Ações necessárias:
(1) Indique se cada afirmação concorda com o texto sobre o atentado em Nice, respondendo sim ou não e citando as palavras do texto que decidem. (a) O motorista foi baleado e morto dez minutos depois de começar a atropelar as pessoas. (b) Manuel Valls declarou que o islamismo radical tem tudo a ver com o Islã. (c) O texto afirma que Marine Le Pen provavelmente será eleita no segundo turno.
(2) Reescreva tudo desde "Âncoras das redes" até "nem sequer muçulmano." no texto sobre o atentado em Nice, substituindo "testemunhas" por "moradores".

Trecho apresentado:
-.-.-
Nice, 14 de julho de 2016: Dia da Queda da Bastilha. As
festividades da noite estavam chegando ao fim. Conforme a multidão assistia a
queima de fogos de artifício começava a se dispersar, o motorista de um
caminhão de 19 toneladas, dirigindo em zigue-zigue, atropelava todos que
estavam em seu caminho. Dez minutos mais tarde, após ter assassinado 84
pessoas, ele foi baleado e morto. Dezenas ficaram feridas; muitos ficarão
aleijados para o resto da vida. Sobreviventes atordoados vagavam pelas ruas da
cidade durante horas.
Âncoras das redes de notícia da televisão francesa se
apressaram em realçar que, com certeza, se tratava de um "acidente",
quando as autoridades francesas começaram a falar de terrorismo, ressaltaram
que o motorista só podia ser um louco. Quando a polícia divulgou o nome e a
identidade do assassino, e que no passado ele já tinha estado em depressão, ela
aventou que ele poderia ter atuado em um rompante de "alta
ansiedade". Os policiais entrevistaram testemunhas que atestaram que ele
"não era um muçulmano devoto" -- talvez nem sequer muçulmano.
O presidente François Hollande fez um pronunciamento algumas
horas mais tarde afirmando sua determinação em "proteger a
população."
O primeiro-ministro Manuel Valls repetiu o que já havia dito
há 18 meses: "a França está em guerra." Ele identificou o inimigo:
"islamismo radical", mas logo se apressou acrescentando que o
"islamismo radical" "nada tem a ver com o Islã." Ele então
repetiu o que já havia enfatizado em tantas ocasiões: os franceses terão que se
acostumar a conviver com a "violência e com os ataques".
A reação popular mostrou que Valls não convenceu
praticamente ninguém. Os franceses estão ficando cada vez mais cansados das
tentativas de exonerar o Islã. Eles sabem muito bem que nem todos os muçulmanos
são culpados. Eles também sabem que, no entanto, todos que cometeram atentados
na França nos últimos anos eram muçulmanos. Eles não se sentem protegidos por
François Hollande. Eles estão vendo que a França está sendo atacada com mais
intensidade e que o Islã radical declarou guerra, mas não estão vendo a França
reagir também declarando guerra ao Islã radical. Eles não querem de jeito
nenhum se acostumar com "violência e ataques". Eles não querem estar
no lado dos derrotados e já sentem que estão sendo derrotados.
Pelo fato do partido Frente Nacional usar uma linguagem mais
robusta, boa parcela dos eleitores votarão em seus candidatos. A líder da
Frente Nacional Marine Le Pen, vencerá, sem a menor sombra de dúvida, o
primeiro turno da eleição presidencial no próximo ano. Ela provavelmente não
será eleita no segundo turno, mas se nada for feito rápida e inequivocamente,
ela terá boa chance da próxima vez.
-.-.-
Material fornecido:
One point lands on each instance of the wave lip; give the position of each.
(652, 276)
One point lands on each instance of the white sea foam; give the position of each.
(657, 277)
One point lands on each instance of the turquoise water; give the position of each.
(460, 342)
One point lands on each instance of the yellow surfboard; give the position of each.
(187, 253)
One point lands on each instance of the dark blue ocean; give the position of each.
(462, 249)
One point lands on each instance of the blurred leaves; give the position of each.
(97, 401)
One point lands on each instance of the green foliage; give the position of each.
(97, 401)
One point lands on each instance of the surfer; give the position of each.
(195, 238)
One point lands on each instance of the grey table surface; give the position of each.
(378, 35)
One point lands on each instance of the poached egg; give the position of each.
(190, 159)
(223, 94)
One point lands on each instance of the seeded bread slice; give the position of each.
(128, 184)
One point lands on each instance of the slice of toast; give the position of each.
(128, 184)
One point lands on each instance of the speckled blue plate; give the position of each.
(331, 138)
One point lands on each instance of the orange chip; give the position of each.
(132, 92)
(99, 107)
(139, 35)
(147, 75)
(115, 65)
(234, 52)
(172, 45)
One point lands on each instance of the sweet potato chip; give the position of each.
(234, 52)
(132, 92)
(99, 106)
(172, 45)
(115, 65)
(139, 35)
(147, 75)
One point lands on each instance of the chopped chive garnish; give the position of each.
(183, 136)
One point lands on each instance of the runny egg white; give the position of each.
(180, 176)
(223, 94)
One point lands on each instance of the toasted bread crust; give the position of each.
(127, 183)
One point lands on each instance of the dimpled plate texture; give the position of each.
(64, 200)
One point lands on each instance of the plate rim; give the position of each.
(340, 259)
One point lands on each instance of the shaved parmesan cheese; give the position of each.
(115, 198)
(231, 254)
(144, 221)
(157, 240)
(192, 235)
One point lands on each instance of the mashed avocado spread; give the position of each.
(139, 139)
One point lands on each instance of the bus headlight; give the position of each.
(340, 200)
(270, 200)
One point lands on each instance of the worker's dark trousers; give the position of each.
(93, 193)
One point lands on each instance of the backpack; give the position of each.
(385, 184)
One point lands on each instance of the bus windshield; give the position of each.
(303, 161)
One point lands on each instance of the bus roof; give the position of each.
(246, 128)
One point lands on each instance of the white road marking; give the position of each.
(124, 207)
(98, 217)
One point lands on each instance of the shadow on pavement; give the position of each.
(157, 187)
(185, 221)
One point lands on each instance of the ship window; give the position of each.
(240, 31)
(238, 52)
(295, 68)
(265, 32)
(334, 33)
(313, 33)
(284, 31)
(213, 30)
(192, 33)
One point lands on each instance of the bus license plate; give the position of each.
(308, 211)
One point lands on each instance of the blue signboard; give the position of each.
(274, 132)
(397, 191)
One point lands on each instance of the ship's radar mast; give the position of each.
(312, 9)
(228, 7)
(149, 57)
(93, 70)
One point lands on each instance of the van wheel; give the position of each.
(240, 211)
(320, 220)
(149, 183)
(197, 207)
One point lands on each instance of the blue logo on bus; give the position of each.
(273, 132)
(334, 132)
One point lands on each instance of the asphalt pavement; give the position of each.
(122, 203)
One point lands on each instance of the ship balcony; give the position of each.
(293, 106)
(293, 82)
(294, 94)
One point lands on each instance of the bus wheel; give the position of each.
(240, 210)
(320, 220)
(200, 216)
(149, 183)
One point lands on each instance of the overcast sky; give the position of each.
-.-.-
Soluções das tarefas:
(1)
(a) Sim: "Dez minutos mais tarde, após ter assassinado 84 pessoas, ele foi baleado e morto."
(b) Não: "nada tem a ver com o Islã."
(c) Não: "Ela provavelmente não será eleita no segundo turno"

(2)
Âncoras das redes de notícia da televisão francesa se
apressaram em realçar que, com certeza, se tratava de um "acidente",
quando as autoridades francesas começaram a falar de terrorismo, ressaltaram
que o motorista só podia ser um louco. Quando a polícia divulgou o nome e a
identidade do assassino, e que no passado ele já tinha estado em depressão, ela
aventou que ele poderia ter atuado em um rompante de "alta
ansiedade". Os policiais entrevistaram moradores que atestaram que ele
"não era um muçulmano devoto" -- talvez nem sequer muçulmano.